INPUT MATERIAL |
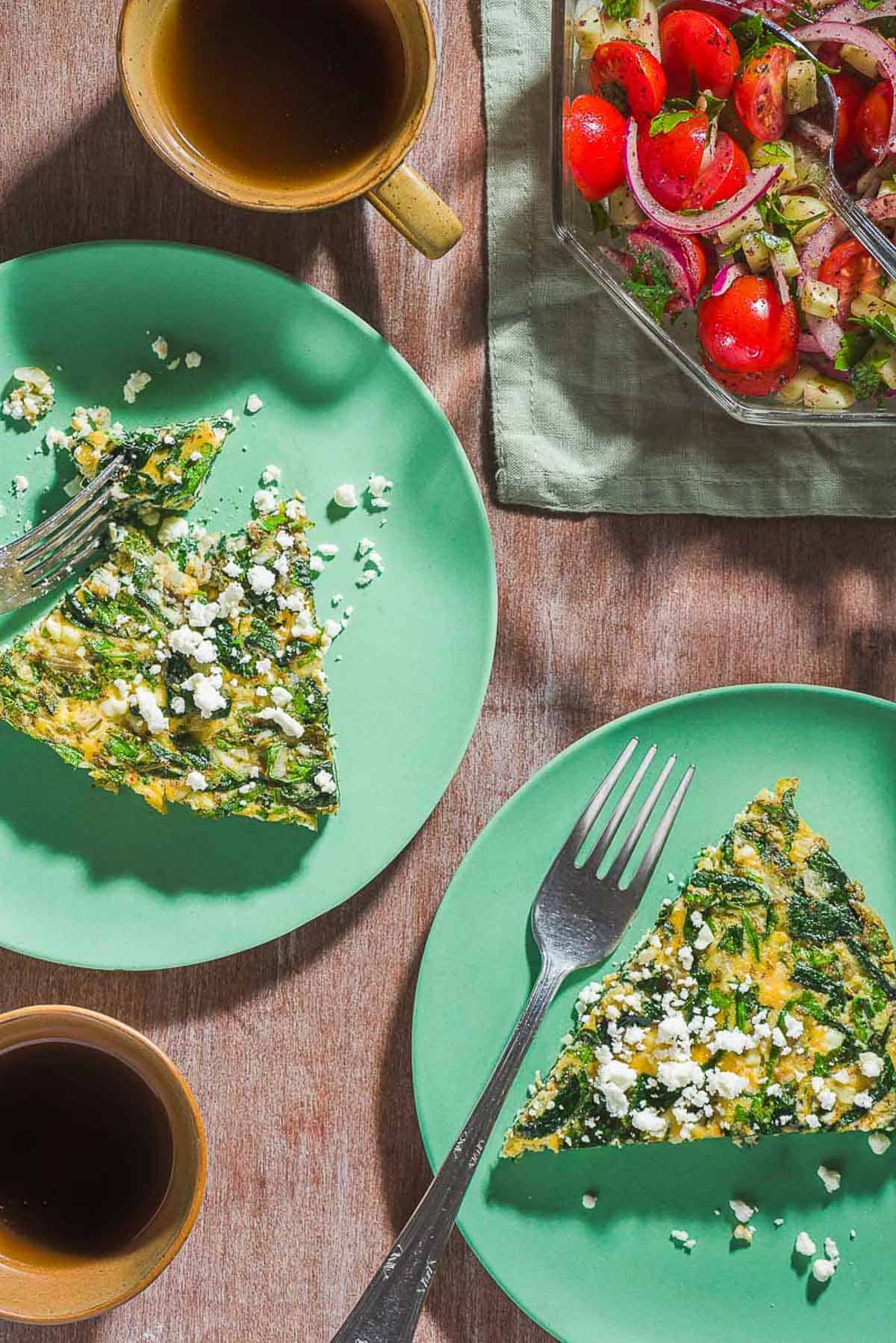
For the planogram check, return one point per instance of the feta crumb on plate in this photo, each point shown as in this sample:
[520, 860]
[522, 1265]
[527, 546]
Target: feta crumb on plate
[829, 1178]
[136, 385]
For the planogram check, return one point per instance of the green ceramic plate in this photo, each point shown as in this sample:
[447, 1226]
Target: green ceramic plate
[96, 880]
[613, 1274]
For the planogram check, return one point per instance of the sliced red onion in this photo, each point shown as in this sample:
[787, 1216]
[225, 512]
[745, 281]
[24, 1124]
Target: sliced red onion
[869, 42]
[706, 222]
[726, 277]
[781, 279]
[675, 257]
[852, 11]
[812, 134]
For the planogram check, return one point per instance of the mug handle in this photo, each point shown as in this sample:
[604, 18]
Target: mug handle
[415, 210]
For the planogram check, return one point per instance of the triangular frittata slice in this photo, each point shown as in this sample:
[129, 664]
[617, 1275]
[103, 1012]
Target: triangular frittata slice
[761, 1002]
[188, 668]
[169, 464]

TASK BRIEF | Output, word for word, the stretch of the listing from the line containing "the mug handle" through the end of the listing.

FINISHED TASK |
For the planogram check, return one point per instance of the mug handle in this photo, each point shown as in this sample:
[604, 18]
Target: mug handle
[415, 210]
For the planogram check, return one point per instance of the triangular frittata slice in this photo, each point shown as in this sample:
[129, 664]
[617, 1275]
[103, 1012]
Target: triangular frittata slice
[761, 1002]
[188, 668]
[169, 464]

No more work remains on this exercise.